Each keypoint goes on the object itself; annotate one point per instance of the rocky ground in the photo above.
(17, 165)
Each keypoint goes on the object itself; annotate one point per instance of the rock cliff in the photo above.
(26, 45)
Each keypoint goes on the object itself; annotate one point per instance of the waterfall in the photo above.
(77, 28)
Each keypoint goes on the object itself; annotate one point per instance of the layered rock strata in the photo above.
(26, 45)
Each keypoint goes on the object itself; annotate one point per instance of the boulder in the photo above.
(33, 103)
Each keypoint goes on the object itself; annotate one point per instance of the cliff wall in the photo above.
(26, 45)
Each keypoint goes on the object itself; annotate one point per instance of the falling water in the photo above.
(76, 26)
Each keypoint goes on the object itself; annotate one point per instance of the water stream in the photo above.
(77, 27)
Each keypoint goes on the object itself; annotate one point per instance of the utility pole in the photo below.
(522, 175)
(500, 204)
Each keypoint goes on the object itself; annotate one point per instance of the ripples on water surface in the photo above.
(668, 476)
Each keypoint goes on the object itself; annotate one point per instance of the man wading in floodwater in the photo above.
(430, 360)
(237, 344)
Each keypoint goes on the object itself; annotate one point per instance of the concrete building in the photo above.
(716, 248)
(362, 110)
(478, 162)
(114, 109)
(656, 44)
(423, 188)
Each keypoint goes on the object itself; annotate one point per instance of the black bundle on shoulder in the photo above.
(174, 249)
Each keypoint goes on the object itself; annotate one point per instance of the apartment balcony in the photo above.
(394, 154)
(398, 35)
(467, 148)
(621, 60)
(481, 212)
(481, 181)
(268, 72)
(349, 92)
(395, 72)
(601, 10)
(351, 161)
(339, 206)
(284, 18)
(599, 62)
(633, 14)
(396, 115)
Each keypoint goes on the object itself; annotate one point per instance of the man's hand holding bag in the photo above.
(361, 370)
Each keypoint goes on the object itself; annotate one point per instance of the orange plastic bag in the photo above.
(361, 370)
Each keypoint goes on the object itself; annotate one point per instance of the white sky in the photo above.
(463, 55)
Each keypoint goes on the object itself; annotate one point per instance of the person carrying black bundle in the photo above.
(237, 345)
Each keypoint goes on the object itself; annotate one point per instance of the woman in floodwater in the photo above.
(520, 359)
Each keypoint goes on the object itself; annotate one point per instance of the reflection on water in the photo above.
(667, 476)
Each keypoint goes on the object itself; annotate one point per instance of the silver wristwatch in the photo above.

* * * * *

WHAT THE TASK REQUIRES: Respond with an exact reproduction of the lines running from the one that contains "balcony in the photo above." through the end of the material.

RESULT OF THIS EXERCISE:
Each keypoint goes on the object itself; annotate one point per instance of the apartment balcony in the photo above.
(394, 154)
(398, 35)
(467, 148)
(621, 60)
(481, 212)
(481, 181)
(268, 72)
(349, 92)
(395, 72)
(601, 10)
(351, 161)
(339, 206)
(284, 18)
(599, 62)
(633, 14)
(396, 115)
Each keypoint goes on the object itself; annotate one point per instance of the man's hand holding bag in the photo above.
(361, 370)
Each keypoint goes on the object itself; annotate one point per instance of the orange plastic bag in the photo above.
(361, 370)
Each keypoint goes on the object itself; annotate one point per instance of the white sky in the photo above.
(463, 55)
Each keypoint goes on the object itself; annotate one point per instance of the person carrying black bundle in the photo above.
(237, 345)
Each keypoint goes on the object itself; annotate one point per instance of the woman in floodwater in the photo above.
(520, 359)
Each keypoint goes on the object itself; annotate one point per instance of the reflection on water in the photo above.
(667, 476)
Each keypoint goes on the object itself; annotate one point per instance of the silver wristwatch in the photo above.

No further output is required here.